=== INFORMATION PROVIDED ===

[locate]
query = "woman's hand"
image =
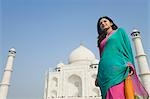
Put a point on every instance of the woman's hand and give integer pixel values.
(130, 71)
(96, 83)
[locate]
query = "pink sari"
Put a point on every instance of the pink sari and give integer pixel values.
(118, 91)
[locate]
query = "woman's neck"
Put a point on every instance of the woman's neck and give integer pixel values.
(110, 30)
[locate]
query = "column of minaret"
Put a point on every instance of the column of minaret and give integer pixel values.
(144, 69)
(5, 83)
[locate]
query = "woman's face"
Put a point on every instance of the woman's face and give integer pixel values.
(105, 24)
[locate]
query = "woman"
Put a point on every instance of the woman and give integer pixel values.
(116, 76)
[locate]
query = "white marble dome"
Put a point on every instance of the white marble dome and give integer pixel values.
(81, 54)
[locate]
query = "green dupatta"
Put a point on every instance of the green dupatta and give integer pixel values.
(113, 67)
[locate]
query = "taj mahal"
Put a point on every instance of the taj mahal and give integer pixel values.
(76, 79)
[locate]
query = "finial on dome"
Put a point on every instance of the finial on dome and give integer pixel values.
(81, 44)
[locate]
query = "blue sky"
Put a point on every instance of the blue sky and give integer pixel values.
(44, 32)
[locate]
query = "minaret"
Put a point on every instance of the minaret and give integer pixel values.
(4, 85)
(144, 71)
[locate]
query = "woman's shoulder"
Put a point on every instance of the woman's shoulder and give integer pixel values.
(121, 29)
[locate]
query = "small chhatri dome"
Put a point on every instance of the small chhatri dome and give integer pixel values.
(81, 54)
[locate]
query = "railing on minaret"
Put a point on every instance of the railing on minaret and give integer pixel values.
(144, 71)
(5, 83)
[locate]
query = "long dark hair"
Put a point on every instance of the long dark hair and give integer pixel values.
(102, 33)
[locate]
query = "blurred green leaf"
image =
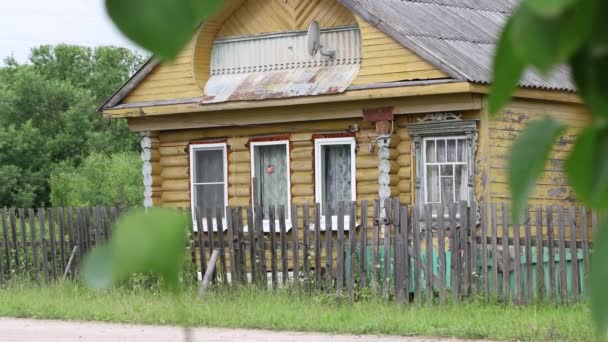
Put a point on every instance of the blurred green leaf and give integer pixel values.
(549, 8)
(162, 26)
(599, 280)
(587, 167)
(527, 160)
(142, 242)
(507, 71)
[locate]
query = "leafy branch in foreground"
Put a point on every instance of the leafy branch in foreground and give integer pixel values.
(545, 34)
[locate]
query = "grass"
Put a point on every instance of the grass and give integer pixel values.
(286, 310)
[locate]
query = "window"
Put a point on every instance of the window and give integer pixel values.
(270, 166)
(445, 168)
(209, 188)
(334, 176)
(444, 149)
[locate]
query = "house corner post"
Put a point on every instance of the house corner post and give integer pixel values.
(146, 169)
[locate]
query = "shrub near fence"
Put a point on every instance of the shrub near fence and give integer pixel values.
(466, 252)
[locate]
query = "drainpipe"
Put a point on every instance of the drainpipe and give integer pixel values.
(146, 168)
(384, 120)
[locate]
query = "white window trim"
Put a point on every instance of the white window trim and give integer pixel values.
(266, 223)
(319, 143)
(210, 147)
(425, 163)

===

**AIM:** Copy every record above exactly as written, but leave out the pictures.

**ANSWER TO THIS EXERCISE:**
[locate]
query = "woman's hand"
image =
Put a point on every instance of the woman's hand and give integer pixel values.
(130, 71)
(96, 83)
[locate]
query = "pink sari"
Put a point on every instance of the pink sari and give integer pixel values.
(118, 91)
[locate]
query = "woman's neck"
Put a point on every instance of the woman's neck and give integer pixel values.
(110, 30)
[locate]
query = "column of minaret"
Put a point on every instance of the column of minaret and give integer pixel values.
(144, 69)
(5, 83)
[locate]
query = "woman's face"
Put a point on every instance of the woman's face and give integer pixel values.
(105, 24)
[locate]
query = "woman"
Put a point on every instance of the woman and give integer pixel values.
(116, 76)
[locate]
query = "white marble dome"
Put a point on every instance of the white marble dome and give integer pixel values.
(81, 54)
[locate]
query = "green dupatta"
Put a point on every instance of the green dupatta and give integer pixel values.
(113, 67)
[locate]
query = "taj mahal"
Put a point on every instance of the taj mahal and give integer pixel values.
(76, 79)
[locate]
query = "finial on dome"
Put a point on every instance of the finial on dome and give integer pixel values.
(81, 44)
[locate]
query = "blue sky"
Put a point on every instance of the blue sky and give integer pixel values.
(44, 32)
[locate]
query = "minaret"
Put a point on every instance of the minaret and give integer pixel values.
(4, 85)
(144, 71)
[locate]
query = "woman's shoulder"
Put a point on every instance of the woman's shoulder and give integer pixel values.
(121, 29)
[locate]
query = "small chhatri dome"
Put a point on every instance of the small chhatri dome and give integer pixel values.
(81, 54)
[locate]
query = "railing on minaret"
Put a point on every instance of the railing on minaret and give integer pixel values.
(144, 71)
(5, 83)
[locate]
query = "long dark hair"
Put a point on every instance of the long dark hair and give integer pixel values.
(102, 33)
[locate]
query = "blurred green leaf"
image =
Put a point on every instance of the blurred green leaf and give integer pixel values.
(549, 8)
(162, 26)
(599, 280)
(587, 167)
(527, 160)
(142, 242)
(507, 71)
[locate]
query = "leafy branch in foreground"
Put a point on every instance of the leafy branch in foreground and give integer pixel values.
(545, 34)
[locate]
query = "grass"
Put a point on every instance of the grass and give integer pixel values.
(286, 310)
[locate]
query = "window"
Put a point on every instance of the window and give integer pixel values.
(270, 166)
(445, 168)
(209, 188)
(334, 176)
(444, 149)
[locate]
query = "house corner post"
Put a point on every instance of the house corner post and give integer pixel values.
(146, 169)
[locate]
query = "shrub near fence"
Put a point on every instance of the shrub near fence and give integer pixel values.
(466, 252)
[locate]
query = "drainpipe"
Put a point on every instance of the drainpipe and give integer pixel values.
(146, 168)
(384, 120)
[locate]
query = "white window trim"
Put a point on every instance of the white window trim and give integer pixel values.
(266, 223)
(319, 143)
(210, 147)
(425, 163)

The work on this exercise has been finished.